======== Gösterilen Metin

27 Mayıs 2022 tarihinde 7406 sayılı “Türk Ceza Kanunu ve Bazı Kanunlarda Değişiklik Yapılmasına Dair Kanun” Resmî Gazete’de yayımlanarak yürürlüğe girmiştir. İşbu düzenlemeyle birlikte özellikle Türk Ceza Kanunu ve Ceza Muhakemeleri Kanunu’nda kadına ve sağlık personeline karşı şiddet, takdiri indirim gibi tartışma konusu olan hususlar doğrultusunda önemli değişikliklere gidilmiştir.
TÜRK CEZA KANUNU’NDA YAPILAN DEĞİŞİKLİKLER
1. Takdiri İndirim Hakkındaki Değişiklikler
7406 sayılı Kanun’un 1. maddesiyle 26.9.2004 tarihli ve 5237 sayılı Türk Ceza Kanunu’nun 62’nci maddesinin ikinci fıkrasında yer alan “sürecindeki davranışları,” ibaresi “sürecindeki pişmanlığını gösteren davranışları veya” şeklinde değiştirilmiş ve “gibi hususlar” ibaresi madde metninden çıkarılmış, fıkraya birinci cümlesinden sonra gelmek üzere “Ancak failin duruşmadaki mahkemeyi etkilemeye yönelik şeklî tutum ve davranışları, takdiri indirim nedeni olarak dikkate alınmaz” cümlesi ve “kararda” ibaresinden sonra gelmek üzere “gerekçeleriyle” ibaresi eklenmiştir.
Bu değişiklikle birlikte sanıkların sırf duruşma esnasındaki iyi hal ve davranışları sebebiyle hükmolunan cezadan indirim almalarının önüne geçilmek amaçlanmıştır. Zira halk arasında “iyi hal indirimi” olarak bilinen takdiri indirim kurumu bu değişiklikten önce yargı mercileri tarafından amacı doğrultusunda kullanılmamakta, verilen takdiri indirimler gerekçelendirilmemekteydi. Yapılan değişiklik sonrasında takdiri indirimin daha adaletli olacağı öngörülmektedir.

================
======== Kayıtlar

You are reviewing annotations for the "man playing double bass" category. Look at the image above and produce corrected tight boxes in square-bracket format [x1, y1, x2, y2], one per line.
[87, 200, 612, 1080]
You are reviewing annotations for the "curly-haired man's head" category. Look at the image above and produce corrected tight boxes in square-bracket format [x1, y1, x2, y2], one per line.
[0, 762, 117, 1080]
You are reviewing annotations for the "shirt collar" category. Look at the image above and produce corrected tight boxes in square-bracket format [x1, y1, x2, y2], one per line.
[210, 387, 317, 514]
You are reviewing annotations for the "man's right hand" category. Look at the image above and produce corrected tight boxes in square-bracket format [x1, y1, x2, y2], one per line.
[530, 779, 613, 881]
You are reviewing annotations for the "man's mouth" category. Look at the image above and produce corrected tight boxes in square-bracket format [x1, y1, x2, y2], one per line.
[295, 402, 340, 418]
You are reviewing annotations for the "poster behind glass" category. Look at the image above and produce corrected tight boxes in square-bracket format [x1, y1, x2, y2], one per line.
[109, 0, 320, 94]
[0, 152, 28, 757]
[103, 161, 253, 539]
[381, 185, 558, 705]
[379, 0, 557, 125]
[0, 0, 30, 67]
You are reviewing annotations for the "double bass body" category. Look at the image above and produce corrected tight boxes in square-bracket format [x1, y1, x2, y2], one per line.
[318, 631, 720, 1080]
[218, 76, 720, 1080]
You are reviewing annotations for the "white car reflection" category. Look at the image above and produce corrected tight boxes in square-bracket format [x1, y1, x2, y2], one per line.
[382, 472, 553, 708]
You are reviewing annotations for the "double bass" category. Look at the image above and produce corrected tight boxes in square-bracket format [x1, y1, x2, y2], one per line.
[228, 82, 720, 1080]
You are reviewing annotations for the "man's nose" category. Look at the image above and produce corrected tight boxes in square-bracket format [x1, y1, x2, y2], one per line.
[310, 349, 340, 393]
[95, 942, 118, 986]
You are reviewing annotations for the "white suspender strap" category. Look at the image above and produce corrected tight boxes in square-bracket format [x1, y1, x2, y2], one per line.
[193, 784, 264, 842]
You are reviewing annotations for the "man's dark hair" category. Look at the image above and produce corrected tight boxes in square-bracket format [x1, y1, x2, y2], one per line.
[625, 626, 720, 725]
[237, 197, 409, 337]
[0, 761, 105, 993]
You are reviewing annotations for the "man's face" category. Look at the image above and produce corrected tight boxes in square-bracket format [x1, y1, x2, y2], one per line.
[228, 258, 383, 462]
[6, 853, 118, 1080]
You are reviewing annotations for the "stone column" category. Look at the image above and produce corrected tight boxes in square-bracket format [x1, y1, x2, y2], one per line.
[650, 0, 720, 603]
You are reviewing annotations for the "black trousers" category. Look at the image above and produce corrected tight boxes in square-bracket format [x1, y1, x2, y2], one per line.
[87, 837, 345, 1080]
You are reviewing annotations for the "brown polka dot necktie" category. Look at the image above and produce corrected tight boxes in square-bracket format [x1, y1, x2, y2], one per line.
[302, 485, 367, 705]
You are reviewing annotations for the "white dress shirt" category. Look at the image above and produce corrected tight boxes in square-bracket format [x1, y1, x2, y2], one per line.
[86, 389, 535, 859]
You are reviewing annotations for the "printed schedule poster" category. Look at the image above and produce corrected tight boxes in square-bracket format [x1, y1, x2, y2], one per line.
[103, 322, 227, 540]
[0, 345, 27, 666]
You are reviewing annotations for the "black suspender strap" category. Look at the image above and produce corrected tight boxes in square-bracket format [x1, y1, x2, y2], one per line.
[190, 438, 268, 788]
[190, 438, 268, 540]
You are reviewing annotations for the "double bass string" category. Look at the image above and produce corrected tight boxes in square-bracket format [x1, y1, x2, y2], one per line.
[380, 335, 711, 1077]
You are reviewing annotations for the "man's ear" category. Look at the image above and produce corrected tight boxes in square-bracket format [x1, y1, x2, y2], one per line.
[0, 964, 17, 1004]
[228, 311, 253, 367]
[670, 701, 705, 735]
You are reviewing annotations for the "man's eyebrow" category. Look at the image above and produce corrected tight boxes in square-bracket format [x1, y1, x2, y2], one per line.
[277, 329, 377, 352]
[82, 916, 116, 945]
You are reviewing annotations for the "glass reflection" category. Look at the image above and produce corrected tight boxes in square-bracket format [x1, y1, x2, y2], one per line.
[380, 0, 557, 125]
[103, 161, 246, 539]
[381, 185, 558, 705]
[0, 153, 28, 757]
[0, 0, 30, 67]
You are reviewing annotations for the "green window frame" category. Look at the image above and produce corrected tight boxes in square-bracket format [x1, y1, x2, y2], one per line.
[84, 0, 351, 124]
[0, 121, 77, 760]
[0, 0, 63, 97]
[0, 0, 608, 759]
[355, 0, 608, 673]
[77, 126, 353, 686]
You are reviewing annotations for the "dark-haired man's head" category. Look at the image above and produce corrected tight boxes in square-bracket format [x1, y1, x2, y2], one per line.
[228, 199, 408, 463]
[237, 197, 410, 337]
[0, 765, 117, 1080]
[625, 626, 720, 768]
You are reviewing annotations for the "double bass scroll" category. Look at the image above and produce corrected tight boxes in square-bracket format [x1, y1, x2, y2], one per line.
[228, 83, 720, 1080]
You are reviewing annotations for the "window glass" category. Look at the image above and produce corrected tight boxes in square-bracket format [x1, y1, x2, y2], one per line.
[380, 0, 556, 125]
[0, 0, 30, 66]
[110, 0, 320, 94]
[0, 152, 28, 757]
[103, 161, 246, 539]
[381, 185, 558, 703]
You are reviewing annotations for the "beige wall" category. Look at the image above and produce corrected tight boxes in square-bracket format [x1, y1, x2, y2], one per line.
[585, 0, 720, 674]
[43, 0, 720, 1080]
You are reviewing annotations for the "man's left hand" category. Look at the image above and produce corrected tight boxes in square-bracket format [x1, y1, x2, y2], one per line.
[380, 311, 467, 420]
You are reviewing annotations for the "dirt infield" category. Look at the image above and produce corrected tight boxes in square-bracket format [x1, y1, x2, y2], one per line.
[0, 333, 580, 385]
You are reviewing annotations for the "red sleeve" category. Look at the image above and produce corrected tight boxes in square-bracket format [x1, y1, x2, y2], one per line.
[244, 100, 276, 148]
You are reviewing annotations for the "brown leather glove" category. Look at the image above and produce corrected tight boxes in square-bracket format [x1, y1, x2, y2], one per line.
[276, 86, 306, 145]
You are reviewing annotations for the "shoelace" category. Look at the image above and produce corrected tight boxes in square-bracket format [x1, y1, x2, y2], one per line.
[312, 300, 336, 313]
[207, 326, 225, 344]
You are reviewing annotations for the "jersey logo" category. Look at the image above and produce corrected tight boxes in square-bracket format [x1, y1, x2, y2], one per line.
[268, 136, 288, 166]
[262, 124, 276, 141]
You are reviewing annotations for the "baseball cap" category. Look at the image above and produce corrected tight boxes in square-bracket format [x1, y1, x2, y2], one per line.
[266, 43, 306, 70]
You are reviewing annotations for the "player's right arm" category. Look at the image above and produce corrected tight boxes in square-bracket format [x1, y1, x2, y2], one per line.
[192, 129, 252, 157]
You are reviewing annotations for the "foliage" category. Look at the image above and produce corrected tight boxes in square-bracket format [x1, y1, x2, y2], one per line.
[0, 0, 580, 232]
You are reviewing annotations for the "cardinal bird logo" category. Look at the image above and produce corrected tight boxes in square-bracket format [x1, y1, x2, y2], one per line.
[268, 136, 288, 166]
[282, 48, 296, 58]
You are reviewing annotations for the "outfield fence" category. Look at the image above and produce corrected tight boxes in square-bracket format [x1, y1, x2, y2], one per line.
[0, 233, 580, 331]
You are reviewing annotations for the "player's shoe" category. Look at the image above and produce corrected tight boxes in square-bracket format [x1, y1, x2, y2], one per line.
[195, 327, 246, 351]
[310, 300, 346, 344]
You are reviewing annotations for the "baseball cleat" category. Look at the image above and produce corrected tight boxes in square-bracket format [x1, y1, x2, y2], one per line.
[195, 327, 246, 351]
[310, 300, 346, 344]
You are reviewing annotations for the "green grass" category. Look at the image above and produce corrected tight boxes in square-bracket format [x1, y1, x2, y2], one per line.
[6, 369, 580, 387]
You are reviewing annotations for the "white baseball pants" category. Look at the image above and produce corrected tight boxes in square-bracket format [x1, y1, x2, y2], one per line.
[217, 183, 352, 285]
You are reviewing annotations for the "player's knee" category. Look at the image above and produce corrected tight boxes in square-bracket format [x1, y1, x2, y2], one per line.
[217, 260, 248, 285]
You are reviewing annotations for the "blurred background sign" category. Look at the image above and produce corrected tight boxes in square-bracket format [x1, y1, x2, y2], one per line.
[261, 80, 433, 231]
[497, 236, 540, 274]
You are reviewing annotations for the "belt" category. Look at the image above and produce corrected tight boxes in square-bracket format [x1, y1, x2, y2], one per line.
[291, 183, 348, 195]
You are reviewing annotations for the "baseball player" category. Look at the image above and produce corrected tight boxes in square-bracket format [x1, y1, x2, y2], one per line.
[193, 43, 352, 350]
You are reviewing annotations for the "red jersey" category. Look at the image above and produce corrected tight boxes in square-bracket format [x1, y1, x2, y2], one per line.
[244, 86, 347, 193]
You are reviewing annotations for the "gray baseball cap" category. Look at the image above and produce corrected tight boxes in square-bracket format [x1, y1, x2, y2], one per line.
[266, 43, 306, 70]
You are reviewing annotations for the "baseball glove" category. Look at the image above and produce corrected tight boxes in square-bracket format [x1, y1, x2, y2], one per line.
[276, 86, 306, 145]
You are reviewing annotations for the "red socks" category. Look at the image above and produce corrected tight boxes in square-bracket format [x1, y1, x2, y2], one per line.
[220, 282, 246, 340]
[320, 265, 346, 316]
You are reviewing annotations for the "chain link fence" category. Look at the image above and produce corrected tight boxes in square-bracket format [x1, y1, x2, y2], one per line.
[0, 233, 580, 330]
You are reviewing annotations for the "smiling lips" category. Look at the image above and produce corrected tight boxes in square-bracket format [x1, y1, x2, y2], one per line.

================

**Alıştırma Yönergeleri**:
[1] Ceza kanunu değişiklikleri hakkındaki metinde adı geçen kanunları sıralayın.
[2] Ceza kanunu değişiklikleri hakkındaki metni son cümlesinden sonra devam ettirin.
Öğelerin metinle hiçbir ilgisi yoktur.

**Çözümlü Alıştırmalar**:
[1]
- 7406 sayılı “Türk Ceza Kanunu ve Bazı Kanunlarda Değişiklik Yapılmasına Dair Kanun”
- 26.9.2004 tarihli ve 5237 sayılı Türk Ceza Kanunu
- Ceza Muhakemeleri Kanunu

[2]
2. Kadına ve Sağlık Personeline Yönelik Şiddetin Önlenmesi Amacıyla Yapılan Değişiklikler
Türk Ceza Kanunu’nda yapılan değişikliklerle birlikte özellikle günümüzde genellikle kadınların mağduru olduğu suçlarda verilecek cezaların alt sınırı arttırılmış, TCK m. 82’de düzenlenen “kasten öldürmenin nitelikli halleri” bakımından suçun kadına karşı işlenmesi nitelikli hal sayılmıştır. Sağlık personeli açısından ise TCK m. 113’te düzenlenen “Kamu hizmetlerinden yararlanma hakkının engellenmesi” suçunun konusunun sağlık hizmeti olması halinde cezanın arttırılması şeklinde değişikliğe gidilmiştir:
a. Kadına Yönelik Şiddetin Önlenmesi Amacıyla Yapılan Değişiklikler
TCK m. 82 “Kasten Öldürmenin Nitelikli Halleri” Bakımından: Kasten öldürme suçunun faili müebbet hapisle cezalandırılırken bu suçun kadına karşı işlenmesi halinde fail ağırlaştırılmış müebbet hapisle cezalandırılacaktır.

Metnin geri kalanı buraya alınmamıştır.